- MATERIAL FOR THE TASK

start

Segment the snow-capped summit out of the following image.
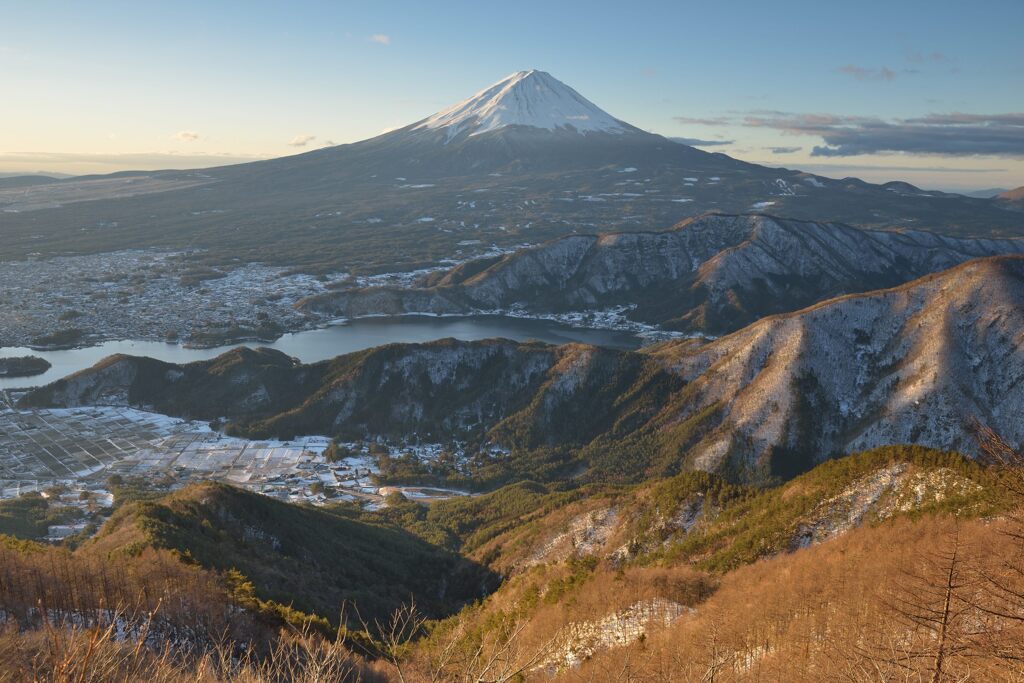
[412,70,639,139]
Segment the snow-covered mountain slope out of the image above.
[654,256,1024,479]
[22,256,1024,482]
[413,70,637,139]
[303,214,1024,334]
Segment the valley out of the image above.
[6,33,1024,683]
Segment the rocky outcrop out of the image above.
[23,257,1024,482]
[300,210,1024,334]
[654,257,1024,476]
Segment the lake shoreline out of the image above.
[0,313,649,389]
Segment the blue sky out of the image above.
[0,0,1024,188]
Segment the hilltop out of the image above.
[22,257,1024,486]
[299,214,1024,335]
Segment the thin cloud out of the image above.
[289,135,316,147]
[672,116,729,126]
[838,65,896,81]
[906,51,949,65]
[742,113,1024,157]
[669,137,735,147]
[0,152,266,173]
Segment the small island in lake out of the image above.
[0,355,50,377]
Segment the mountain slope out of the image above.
[0,71,1024,272]
[90,482,496,622]
[22,256,1024,485]
[655,257,1024,475]
[300,210,1024,334]
[412,70,641,140]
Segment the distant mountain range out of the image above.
[300,210,1024,335]
[23,257,1024,485]
[0,71,1024,272]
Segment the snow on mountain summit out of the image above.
[413,70,636,139]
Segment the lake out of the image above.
[0,315,641,389]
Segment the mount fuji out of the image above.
[412,69,641,139]
[0,70,1024,273]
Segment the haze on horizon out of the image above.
[0,0,1024,190]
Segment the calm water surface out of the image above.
[0,315,640,389]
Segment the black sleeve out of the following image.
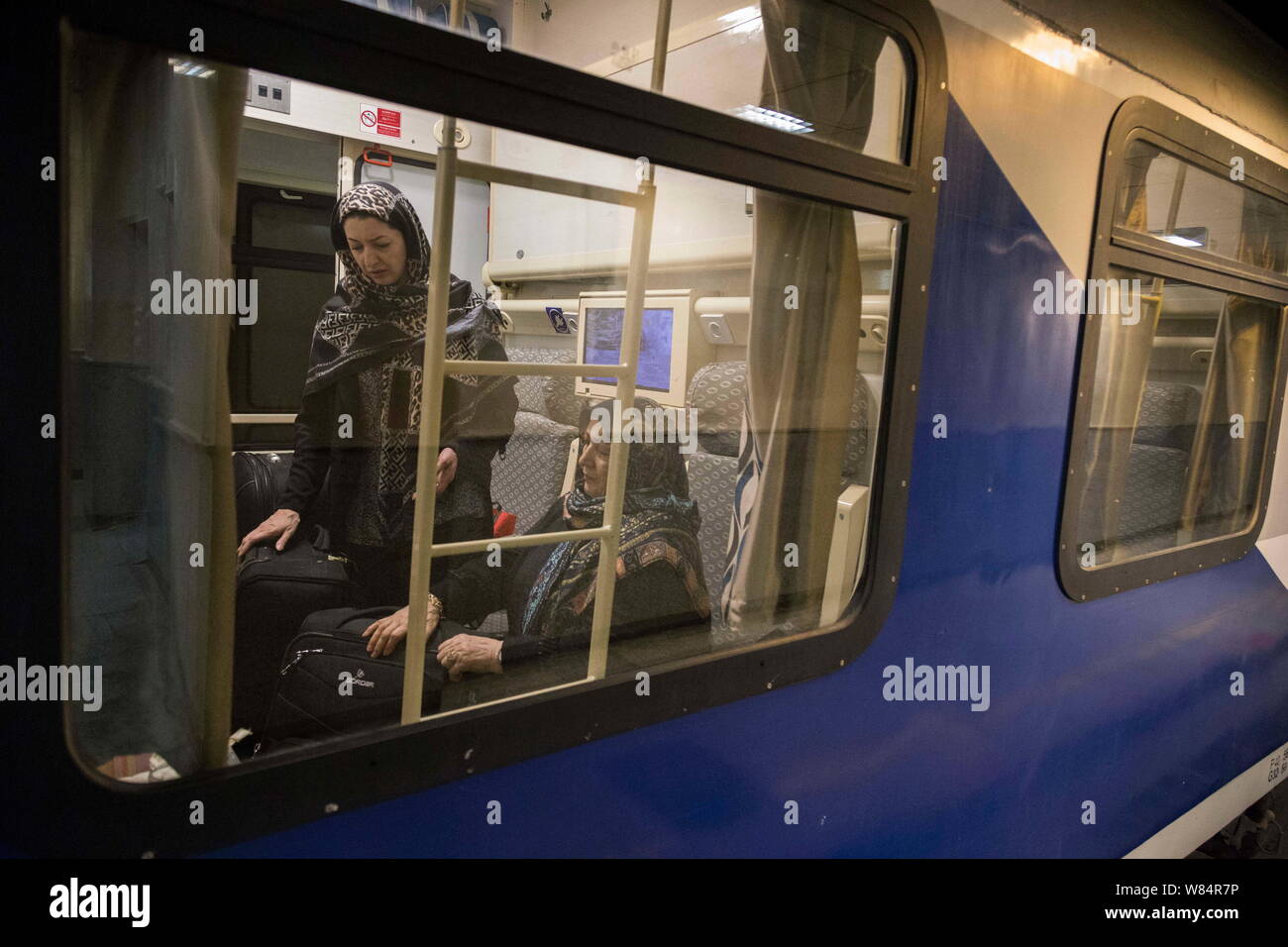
[430,549,512,624]
[443,342,519,483]
[277,385,339,517]
[501,562,705,668]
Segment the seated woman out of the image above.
[364,398,711,681]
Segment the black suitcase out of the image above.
[258,605,450,751]
[232,527,356,733]
[233,451,291,540]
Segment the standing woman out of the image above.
[237,181,518,605]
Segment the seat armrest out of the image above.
[819,483,871,625]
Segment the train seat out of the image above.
[687,362,872,648]
[686,362,747,647]
[1116,381,1199,558]
[480,346,581,638]
[492,347,581,533]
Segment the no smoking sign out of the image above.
[358,102,402,138]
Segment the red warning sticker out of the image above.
[358,102,402,138]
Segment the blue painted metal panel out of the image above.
[216,96,1288,857]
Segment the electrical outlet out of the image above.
[246,69,291,115]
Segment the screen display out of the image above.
[583,307,675,391]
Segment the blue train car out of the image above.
[0,0,1288,858]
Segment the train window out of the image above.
[48,3,947,845]
[64,50,901,751]
[352,0,910,162]
[228,187,335,450]
[1060,99,1288,600]
[1115,138,1288,275]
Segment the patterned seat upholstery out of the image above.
[1118,381,1199,558]
[480,346,581,638]
[492,347,579,532]
[1079,381,1199,562]
[688,362,871,648]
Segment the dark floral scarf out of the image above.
[304,181,512,397]
[520,398,711,637]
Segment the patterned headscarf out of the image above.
[304,181,505,394]
[520,398,711,637]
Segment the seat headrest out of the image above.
[686,362,747,458]
[687,362,871,478]
[1132,381,1199,451]
[505,346,581,427]
[841,372,872,483]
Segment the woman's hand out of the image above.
[437,447,456,493]
[362,605,438,657]
[438,635,502,681]
[237,510,300,557]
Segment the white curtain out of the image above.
[722,0,886,631]
[60,34,246,773]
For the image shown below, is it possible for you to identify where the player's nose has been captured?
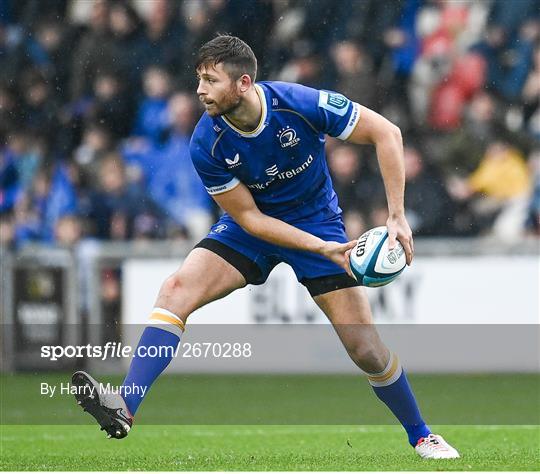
[197,82,207,99]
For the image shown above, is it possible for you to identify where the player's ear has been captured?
[238,74,253,92]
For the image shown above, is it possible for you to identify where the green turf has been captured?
[0,373,540,425]
[0,373,540,471]
[0,425,540,471]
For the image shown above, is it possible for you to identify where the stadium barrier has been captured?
[0,239,540,372]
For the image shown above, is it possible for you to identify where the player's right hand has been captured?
[321,240,356,278]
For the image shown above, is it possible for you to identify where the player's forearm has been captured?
[375,127,405,216]
[239,212,325,253]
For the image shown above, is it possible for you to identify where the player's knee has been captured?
[348,343,385,373]
[160,273,185,295]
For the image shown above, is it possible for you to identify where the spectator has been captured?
[54,214,82,248]
[328,145,384,214]
[133,66,171,145]
[15,164,78,245]
[85,153,161,240]
[88,72,133,139]
[332,41,378,108]
[70,0,114,101]
[141,0,189,74]
[404,145,454,236]
[149,92,212,238]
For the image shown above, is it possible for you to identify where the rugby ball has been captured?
[350,226,406,287]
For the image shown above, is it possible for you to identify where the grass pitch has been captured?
[0,374,540,471]
[0,425,540,471]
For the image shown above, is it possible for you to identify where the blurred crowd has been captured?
[0,0,540,252]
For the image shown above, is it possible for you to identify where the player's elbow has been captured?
[384,122,403,144]
[372,120,403,146]
[235,210,262,237]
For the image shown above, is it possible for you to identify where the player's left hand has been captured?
[321,240,356,278]
[386,214,414,265]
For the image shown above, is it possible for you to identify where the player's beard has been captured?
[206,86,242,117]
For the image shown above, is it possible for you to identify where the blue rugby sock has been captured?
[368,354,431,446]
[122,308,184,415]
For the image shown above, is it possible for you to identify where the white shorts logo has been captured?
[225,153,242,168]
[276,126,300,148]
[212,224,227,234]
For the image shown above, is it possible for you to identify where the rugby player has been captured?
[73,35,459,459]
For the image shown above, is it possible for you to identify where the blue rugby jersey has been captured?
[190,82,360,222]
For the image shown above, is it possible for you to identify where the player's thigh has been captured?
[156,248,246,321]
[313,286,385,356]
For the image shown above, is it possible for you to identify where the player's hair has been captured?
[195,35,257,82]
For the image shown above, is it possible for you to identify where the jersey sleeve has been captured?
[189,133,240,195]
[284,85,360,140]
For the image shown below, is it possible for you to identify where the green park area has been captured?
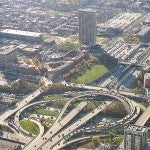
[20,119,40,135]
[35,109,58,117]
[75,64,108,83]
[96,37,109,45]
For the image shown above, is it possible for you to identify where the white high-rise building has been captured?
[78,9,96,45]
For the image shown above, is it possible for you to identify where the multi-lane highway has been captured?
[24,88,139,150]
[0,88,44,124]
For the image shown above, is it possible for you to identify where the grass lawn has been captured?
[35,109,58,117]
[20,119,40,135]
[76,64,108,83]
[130,80,140,93]
[43,95,66,100]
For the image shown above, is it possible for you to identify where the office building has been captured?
[144,73,150,88]
[124,125,148,150]
[78,9,96,45]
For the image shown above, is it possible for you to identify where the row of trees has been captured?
[64,57,98,80]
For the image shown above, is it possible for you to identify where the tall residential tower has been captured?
[78,9,96,45]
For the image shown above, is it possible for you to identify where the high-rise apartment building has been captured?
[124,125,148,150]
[78,9,96,45]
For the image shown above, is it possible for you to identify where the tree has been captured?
[92,136,100,147]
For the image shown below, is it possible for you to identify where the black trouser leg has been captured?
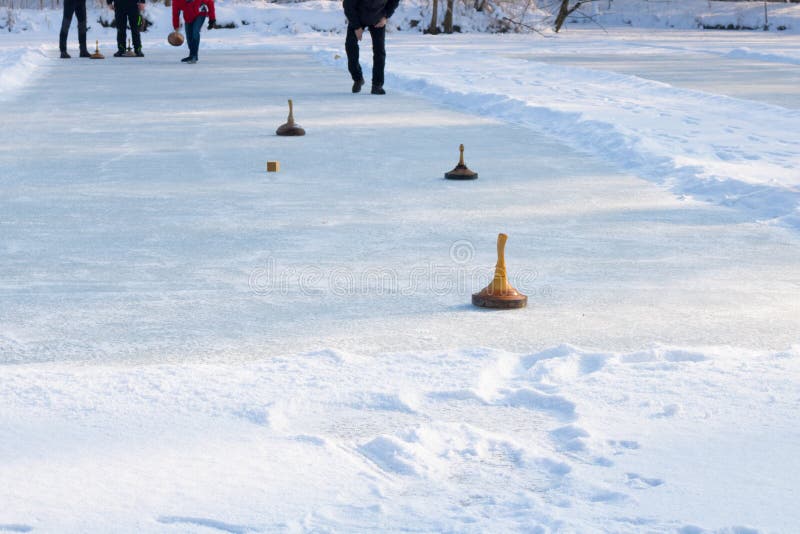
[369,26,386,87]
[344,28,364,82]
[128,4,142,50]
[75,0,88,52]
[58,0,75,52]
[114,7,128,52]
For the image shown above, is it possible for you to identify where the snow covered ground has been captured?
[0,2,800,533]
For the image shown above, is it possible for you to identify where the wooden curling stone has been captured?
[124,39,136,57]
[444,145,478,180]
[275,99,306,136]
[89,41,106,59]
[472,234,528,310]
[167,30,184,46]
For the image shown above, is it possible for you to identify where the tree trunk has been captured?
[444,0,455,33]
[428,0,439,35]
[554,0,586,33]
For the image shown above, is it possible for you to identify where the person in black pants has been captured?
[344,0,400,95]
[107,0,144,57]
[58,0,91,59]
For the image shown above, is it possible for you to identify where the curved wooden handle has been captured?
[497,234,508,272]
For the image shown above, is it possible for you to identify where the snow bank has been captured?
[0,45,51,101]
[0,345,800,532]
[310,38,800,227]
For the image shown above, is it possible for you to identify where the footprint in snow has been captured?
[650,404,680,419]
[625,473,664,489]
[158,515,258,534]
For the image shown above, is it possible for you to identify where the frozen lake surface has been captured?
[0,24,800,533]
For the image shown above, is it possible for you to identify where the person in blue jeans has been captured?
[172,0,217,63]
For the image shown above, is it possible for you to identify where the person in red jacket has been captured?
[172,0,217,63]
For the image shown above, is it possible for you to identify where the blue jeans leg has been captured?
[186,16,206,59]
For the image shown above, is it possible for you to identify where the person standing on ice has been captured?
[106,0,144,57]
[172,0,217,63]
[58,0,91,59]
[344,0,400,95]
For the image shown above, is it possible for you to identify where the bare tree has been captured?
[553,0,593,33]
[428,0,439,35]
[444,0,455,33]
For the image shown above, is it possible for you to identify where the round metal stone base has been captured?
[472,293,528,310]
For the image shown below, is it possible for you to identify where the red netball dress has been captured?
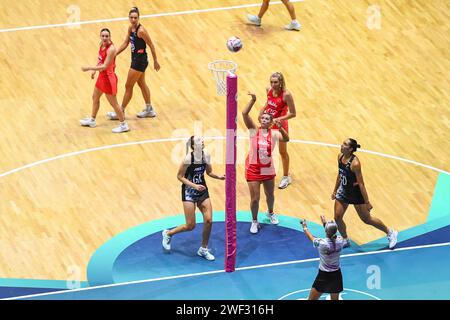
[245,128,276,181]
[95,42,117,95]
[264,88,289,132]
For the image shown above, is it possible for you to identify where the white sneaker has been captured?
[112,122,130,133]
[278,176,292,189]
[388,229,398,249]
[343,238,350,248]
[284,20,302,31]
[247,14,261,26]
[267,213,280,224]
[80,118,97,128]
[250,221,261,234]
[136,107,156,118]
[106,109,125,120]
[162,229,172,251]
[197,247,216,261]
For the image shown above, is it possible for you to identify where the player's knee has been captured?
[186,222,195,231]
[266,193,275,200]
[280,149,289,158]
[250,197,259,206]
[361,216,372,224]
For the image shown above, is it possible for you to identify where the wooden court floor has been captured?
[0,0,450,280]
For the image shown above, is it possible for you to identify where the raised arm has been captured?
[277,91,297,120]
[205,151,225,180]
[300,220,315,241]
[331,153,342,200]
[138,28,161,71]
[242,93,256,129]
[258,88,270,118]
[274,120,289,142]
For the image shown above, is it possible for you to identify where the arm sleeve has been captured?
[313,238,322,248]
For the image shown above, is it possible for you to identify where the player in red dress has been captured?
[242,93,289,233]
[259,72,297,189]
[80,28,130,133]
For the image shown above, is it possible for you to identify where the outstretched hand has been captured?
[300,219,308,228]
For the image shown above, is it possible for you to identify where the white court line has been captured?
[0,137,450,178]
[4,242,450,300]
[0,0,305,33]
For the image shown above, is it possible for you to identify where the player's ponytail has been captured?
[186,136,194,154]
[348,138,361,153]
[271,72,286,91]
[325,221,338,254]
[128,7,139,17]
[99,28,111,46]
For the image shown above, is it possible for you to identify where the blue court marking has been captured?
[0,278,88,299]
[12,240,450,300]
[87,211,323,286]
[427,173,450,222]
[4,217,450,300]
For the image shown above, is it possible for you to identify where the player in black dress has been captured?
[162,136,225,260]
[106,7,160,120]
[331,138,398,249]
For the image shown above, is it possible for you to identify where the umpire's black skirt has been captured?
[312,269,344,293]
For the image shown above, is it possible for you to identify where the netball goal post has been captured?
[208,60,237,272]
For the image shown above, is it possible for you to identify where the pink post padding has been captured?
[225,73,237,272]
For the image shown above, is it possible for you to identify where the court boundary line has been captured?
[0,137,450,178]
[4,242,450,300]
[0,0,305,33]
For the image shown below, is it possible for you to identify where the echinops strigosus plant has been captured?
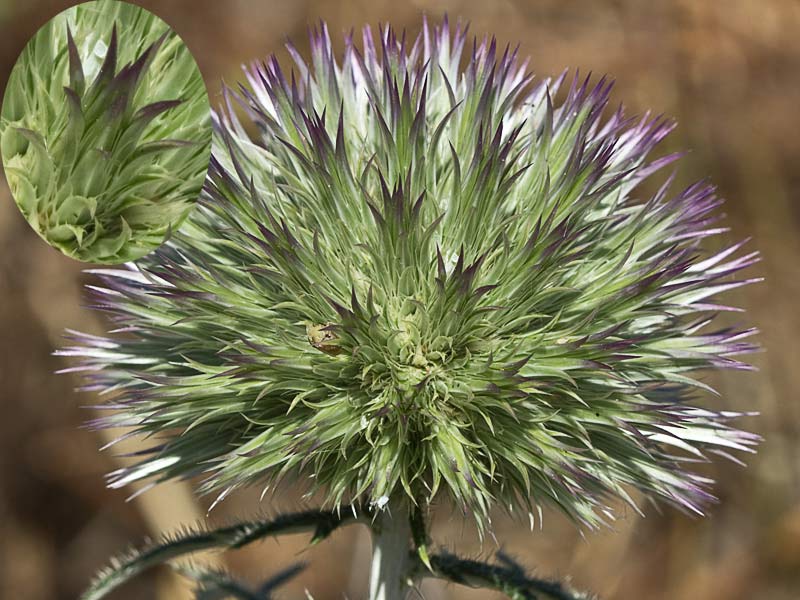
[61,17,757,600]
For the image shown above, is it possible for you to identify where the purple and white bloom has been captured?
[62,22,758,527]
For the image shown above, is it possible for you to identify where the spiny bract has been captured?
[0,0,211,263]
[63,17,756,526]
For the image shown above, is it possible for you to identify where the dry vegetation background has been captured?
[0,0,800,600]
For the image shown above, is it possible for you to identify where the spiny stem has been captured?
[82,506,360,600]
[369,505,413,600]
[416,552,591,600]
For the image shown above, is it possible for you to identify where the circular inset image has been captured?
[0,0,211,264]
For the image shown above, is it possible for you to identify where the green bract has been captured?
[62,25,756,526]
[0,0,211,263]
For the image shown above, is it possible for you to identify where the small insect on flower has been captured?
[0,0,211,263]
[59,17,757,527]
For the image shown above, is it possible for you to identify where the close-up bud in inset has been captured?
[0,0,211,263]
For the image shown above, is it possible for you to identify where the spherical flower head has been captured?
[65,17,755,526]
[0,0,211,264]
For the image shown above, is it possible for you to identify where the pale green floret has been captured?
[0,0,211,263]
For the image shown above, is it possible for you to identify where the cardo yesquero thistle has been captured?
[64,24,757,527]
[0,0,211,264]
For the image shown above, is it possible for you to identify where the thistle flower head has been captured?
[64,17,755,526]
[0,0,211,263]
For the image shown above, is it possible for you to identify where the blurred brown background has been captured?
[0,0,800,600]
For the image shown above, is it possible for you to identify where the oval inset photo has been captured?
[0,0,211,264]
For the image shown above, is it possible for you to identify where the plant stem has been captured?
[369,505,412,600]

end

- SHORT EXERCISE
Please repeat word for word the lines starting with the one that contains "Segment the snow on" and going on through the one that contains "[0,315,640,389]".

- ANSWER TO THE TASK
Segment the snow on mountain summit out of the image above.
[413,70,636,139]
Segment the lake out of the image above.
[0,315,641,389]
Segment the mount fuji out of the image above.
[412,69,641,139]
[0,70,1024,273]
Segment the haze on horizon out of the image above.
[0,0,1024,190]
Segment the calm water surface out of the image above.
[0,315,640,389]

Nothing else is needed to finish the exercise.